Set tasks -
a - Revise the climate change article by restating the part that opens with "This is the" and closes with "from climate change.", using "opening article" in place of "first article".
b - According to the climate change article, what share of Americans said they were concerned about climate change in the March 2015 Gallup Poll?

::: Excerpt :::

This is the first of a three-part series on common questions about climate change: This first article will address the question of whether the climate really changing. Subsequent articles will look more closely at human’s role in climate change and the effects can we expect from climate change.
It’s no secret that there’s a crisis of trust between climate scientists and the public. As scientists reiterate with increasing urgency the seriousness of the delicate condition of the planet’s climate, there remains a large contingent of climate change skeptics in the United States- only 55% of Americans stated they were concerned about climate change in a March 2015 Gallup Poll.
The consequences of such denial are huge. The Intergovernmental Panel on Climate Change (IPCC) projects that if governments don’t take action to reduce carbon emissions, then we can expect to see irreversible impacts to the climate. In this first article in a three part series, I’ll briefly examine some common questions about about whether there is truly evidence of a warmer climate.
What evidence is there for global warming?

::: Provided material :::

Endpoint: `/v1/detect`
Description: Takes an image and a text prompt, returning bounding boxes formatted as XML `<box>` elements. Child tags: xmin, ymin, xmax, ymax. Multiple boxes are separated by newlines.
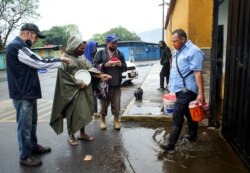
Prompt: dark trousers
<box><xmin>94</xmin><ymin>94</ymin><xmax>98</xmax><ymax>113</ymax></box>
<box><xmin>100</xmin><ymin>87</ymin><xmax>121</xmax><ymax>116</ymax></box>
<box><xmin>160</xmin><ymin>63</ymin><xmax>170</xmax><ymax>88</ymax></box>
<box><xmin>168</xmin><ymin>91</ymin><xmax>198</xmax><ymax>145</ymax></box>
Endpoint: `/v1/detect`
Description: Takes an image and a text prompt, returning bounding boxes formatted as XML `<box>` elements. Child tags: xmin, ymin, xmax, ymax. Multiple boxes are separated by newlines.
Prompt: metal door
<box><xmin>222</xmin><ymin>0</ymin><xmax>250</xmax><ymax>167</ymax></box>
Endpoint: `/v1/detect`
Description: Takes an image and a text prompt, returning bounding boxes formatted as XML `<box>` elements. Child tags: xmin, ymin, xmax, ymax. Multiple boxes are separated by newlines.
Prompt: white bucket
<box><xmin>162</xmin><ymin>94</ymin><xmax>176</xmax><ymax>116</ymax></box>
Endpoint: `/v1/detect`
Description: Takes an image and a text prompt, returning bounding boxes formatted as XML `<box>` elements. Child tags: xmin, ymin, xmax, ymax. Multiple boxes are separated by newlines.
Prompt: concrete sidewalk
<box><xmin>121</xmin><ymin>63</ymin><xmax>248</xmax><ymax>172</ymax></box>
<box><xmin>121</xmin><ymin>61</ymin><xmax>208</xmax><ymax>126</ymax></box>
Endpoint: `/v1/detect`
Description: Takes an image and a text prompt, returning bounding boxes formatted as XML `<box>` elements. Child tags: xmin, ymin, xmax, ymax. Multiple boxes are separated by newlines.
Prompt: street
<box><xmin>0</xmin><ymin>61</ymin><xmax>249</xmax><ymax>173</ymax></box>
<box><xmin>0</xmin><ymin>62</ymin><xmax>152</xmax><ymax>173</ymax></box>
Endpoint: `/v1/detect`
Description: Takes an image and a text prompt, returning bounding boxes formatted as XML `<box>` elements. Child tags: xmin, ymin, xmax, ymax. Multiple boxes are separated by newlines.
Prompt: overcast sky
<box><xmin>35</xmin><ymin>0</ymin><xmax>167</xmax><ymax>40</ymax></box>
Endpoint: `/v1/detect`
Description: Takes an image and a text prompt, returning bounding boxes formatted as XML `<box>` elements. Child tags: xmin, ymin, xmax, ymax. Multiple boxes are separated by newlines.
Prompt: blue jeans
<box><xmin>13</xmin><ymin>99</ymin><xmax>37</xmax><ymax>160</ymax></box>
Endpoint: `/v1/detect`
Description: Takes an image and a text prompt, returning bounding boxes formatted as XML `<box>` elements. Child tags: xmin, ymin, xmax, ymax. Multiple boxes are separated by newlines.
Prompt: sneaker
<box><xmin>160</xmin><ymin>144</ymin><xmax>174</xmax><ymax>151</ymax></box>
<box><xmin>184</xmin><ymin>134</ymin><xmax>197</xmax><ymax>141</ymax></box>
<box><xmin>32</xmin><ymin>144</ymin><xmax>51</xmax><ymax>154</ymax></box>
<box><xmin>157</xmin><ymin>87</ymin><xmax>164</xmax><ymax>91</ymax></box>
<box><xmin>19</xmin><ymin>156</ymin><xmax>42</xmax><ymax>167</ymax></box>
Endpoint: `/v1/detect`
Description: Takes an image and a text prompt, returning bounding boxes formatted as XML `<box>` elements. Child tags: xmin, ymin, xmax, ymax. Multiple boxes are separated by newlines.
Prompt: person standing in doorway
<box><xmin>6</xmin><ymin>23</ymin><xmax>70</xmax><ymax>167</ymax></box>
<box><xmin>161</xmin><ymin>29</ymin><xmax>205</xmax><ymax>150</ymax></box>
<box><xmin>158</xmin><ymin>40</ymin><xmax>172</xmax><ymax>91</ymax></box>
<box><xmin>94</xmin><ymin>34</ymin><xmax>127</xmax><ymax>130</ymax></box>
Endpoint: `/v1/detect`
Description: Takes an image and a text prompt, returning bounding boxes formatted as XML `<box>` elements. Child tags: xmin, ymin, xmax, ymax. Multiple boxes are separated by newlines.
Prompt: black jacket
<box><xmin>6</xmin><ymin>37</ymin><xmax>61</xmax><ymax>99</ymax></box>
<box><xmin>93</xmin><ymin>49</ymin><xmax>127</xmax><ymax>87</ymax></box>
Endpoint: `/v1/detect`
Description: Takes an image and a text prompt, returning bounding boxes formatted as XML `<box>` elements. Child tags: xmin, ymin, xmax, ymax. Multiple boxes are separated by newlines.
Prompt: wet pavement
<box><xmin>0</xmin><ymin>62</ymin><xmax>249</xmax><ymax>173</ymax></box>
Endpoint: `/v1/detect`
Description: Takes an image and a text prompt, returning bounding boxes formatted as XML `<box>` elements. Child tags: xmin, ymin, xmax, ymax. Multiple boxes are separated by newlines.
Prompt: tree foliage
<box><xmin>34</xmin><ymin>24</ymin><xmax>80</xmax><ymax>47</ymax></box>
<box><xmin>0</xmin><ymin>0</ymin><xmax>39</xmax><ymax>50</ymax></box>
<box><xmin>91</xmin><ymin>26</ymin><xmax>141</xmax><ymax>44</ymax></box>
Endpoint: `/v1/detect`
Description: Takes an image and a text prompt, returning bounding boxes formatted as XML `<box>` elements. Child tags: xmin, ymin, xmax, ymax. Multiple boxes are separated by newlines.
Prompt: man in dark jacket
<box><xmin>6</xmin><ymin>23</ymin><xmax>69</xmax><ymax>166</ymax></box>
<box><xmin>93</xmin><ymin>34</ymin><xmax>127</xmax><ymax>130</ymax></box>
<box><xmin>158</xmin><ymin>41</ymin><xmax>172</xmax><ymax>91</ymax></box>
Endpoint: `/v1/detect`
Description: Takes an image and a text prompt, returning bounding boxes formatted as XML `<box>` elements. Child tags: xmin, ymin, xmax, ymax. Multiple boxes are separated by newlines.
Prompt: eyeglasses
<box><xmin>29</xmin><ymin>31</ymin><xmax>38</xmax><ymax>39</ymax></box>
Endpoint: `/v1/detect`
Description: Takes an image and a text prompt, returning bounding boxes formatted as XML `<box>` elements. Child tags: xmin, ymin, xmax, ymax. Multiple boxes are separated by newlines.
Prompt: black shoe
<box><xmin>184</xmin><ymin>134</ymin><xmax>197</xmax><ymax>141</ymax></box>
<box><xmin>160</xmin><ymin>144</ymin><xmax>174</xmax><ymax>151</ymax></box>
<box><xmin>19</xmin><ymin>157</ymin><xmax>42</xmax><ymax>167</ymax></box>
<box><xmin>32</xmin><ymin>144</ymin><xmax>51</xmax><ymax>154</ymax></box>
<box><xmin>157</xmin><ymin>87</ymin><xmax>164</xmax><ymax>91</ymax></box>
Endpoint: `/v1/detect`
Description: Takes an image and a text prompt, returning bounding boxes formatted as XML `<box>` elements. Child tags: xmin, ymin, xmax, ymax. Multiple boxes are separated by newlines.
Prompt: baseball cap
<box><xmin>21</xmin><ymin>23</ymin><xmax>46</xmax><ymax>38</ymax></box>
<box><xmin>106</xmin><ymin>34</ymin><xmax>118</xmax><ymax>43</ymax></box>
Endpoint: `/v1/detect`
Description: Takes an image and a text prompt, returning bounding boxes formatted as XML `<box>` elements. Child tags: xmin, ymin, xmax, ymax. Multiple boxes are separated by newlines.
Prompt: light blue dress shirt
<box><xmin>169</xmin><ymin>40</ymin><xmax>204</xmax><ymax>94</ymax></box>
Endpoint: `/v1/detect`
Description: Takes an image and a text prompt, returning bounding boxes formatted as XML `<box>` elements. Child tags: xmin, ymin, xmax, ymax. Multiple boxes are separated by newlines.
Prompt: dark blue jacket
<box><xmin>6</xmin><ymin>37</ymin><xmax>61</xmax><ymax>99</ymax></box>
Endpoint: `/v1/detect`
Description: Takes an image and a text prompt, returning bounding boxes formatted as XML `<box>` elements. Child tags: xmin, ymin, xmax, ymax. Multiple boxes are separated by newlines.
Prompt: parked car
<box><xmin>122</xmin><ymin>61</ymin><xmax>138</xmax><ymax>83</ymax></box>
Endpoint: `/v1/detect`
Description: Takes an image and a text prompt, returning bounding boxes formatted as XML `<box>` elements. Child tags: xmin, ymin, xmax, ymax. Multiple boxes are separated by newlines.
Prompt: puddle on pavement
<box><xmin>122</xmin><ymin>127</ymin><xmax>248</xmax><ymax>173</ymax></box>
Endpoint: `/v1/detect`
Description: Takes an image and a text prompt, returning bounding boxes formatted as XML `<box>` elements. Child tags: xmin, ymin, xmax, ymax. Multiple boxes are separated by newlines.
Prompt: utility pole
<box><xmin>159</xmin><ymin>0</ymin><xmax>169</xmax><ymax>41</ymax></box>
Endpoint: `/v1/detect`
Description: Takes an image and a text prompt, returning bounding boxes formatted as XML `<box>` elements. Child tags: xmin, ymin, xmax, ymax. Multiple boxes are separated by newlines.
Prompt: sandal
<box><xmin>68</xmin><ymin>135</ymin><xmax>79</xmax><ymax>146</ymax></box>
<box><xmin>77</xmin><ymin>134</ymin><xmax>95</xmax><ymax>141</ymax></box>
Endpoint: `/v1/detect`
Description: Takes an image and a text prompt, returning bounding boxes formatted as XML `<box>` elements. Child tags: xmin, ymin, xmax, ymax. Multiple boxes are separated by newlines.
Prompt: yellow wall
<box><xmin>166</xmin><ymin>0</ymin><xmax>213</xmax><ymax>48</ymax></box>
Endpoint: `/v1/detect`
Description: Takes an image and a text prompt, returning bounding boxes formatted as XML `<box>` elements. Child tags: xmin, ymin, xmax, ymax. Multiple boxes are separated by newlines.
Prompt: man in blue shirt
<box><xmin>161</xmin><ymin>29</ymin><xmax>205</xmax><ymax>150</ymax></box>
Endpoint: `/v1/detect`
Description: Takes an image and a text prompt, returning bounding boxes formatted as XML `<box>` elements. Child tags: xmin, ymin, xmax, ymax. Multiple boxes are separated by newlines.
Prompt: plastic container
<box><xmin>188</xmin><ymin>100</ymin><xmax>204</xmax><ymax>122</ymax></box>
<box><xmin>202</xmin><ymin>102</ymin><xmax>210</xmax><ymax>119</ymax></box>
<box><xmin>162</xmin><ymin>93</ymin><xmax>176</xmax><ymax>116</ymax></box>
<box><xmin>38</xmin><ymin>68</ymin><xmax>48</xmax><ymax>73</ymax></box>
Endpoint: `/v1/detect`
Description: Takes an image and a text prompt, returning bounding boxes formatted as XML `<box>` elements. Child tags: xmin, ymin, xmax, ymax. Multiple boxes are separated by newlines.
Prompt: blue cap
<box><xmin>106</xmin><ymin>34</ymin><xmax>118</xmax><ymax>43</ymax></box>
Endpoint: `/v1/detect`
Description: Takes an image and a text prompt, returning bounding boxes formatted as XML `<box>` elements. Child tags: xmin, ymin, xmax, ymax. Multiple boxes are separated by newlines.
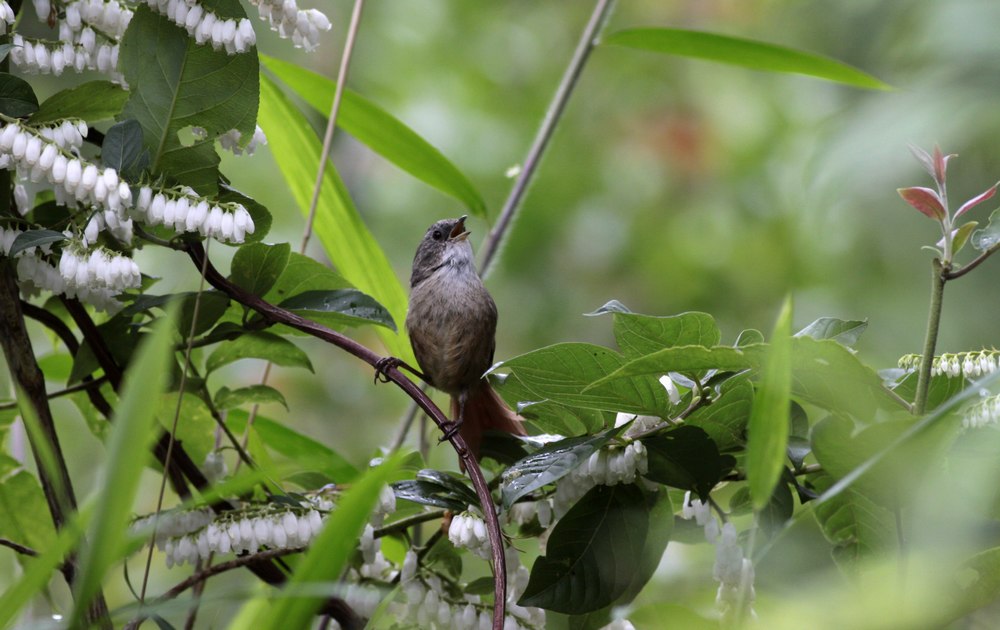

:::

Exercise results -
a -
This is the first of a three-part series on common questions about climate change: This opening article will address the question of whether the climate really changing. Subsequent articles will look more closely at human’s role in climate change and the effects can we expect from climate change.

b - 55%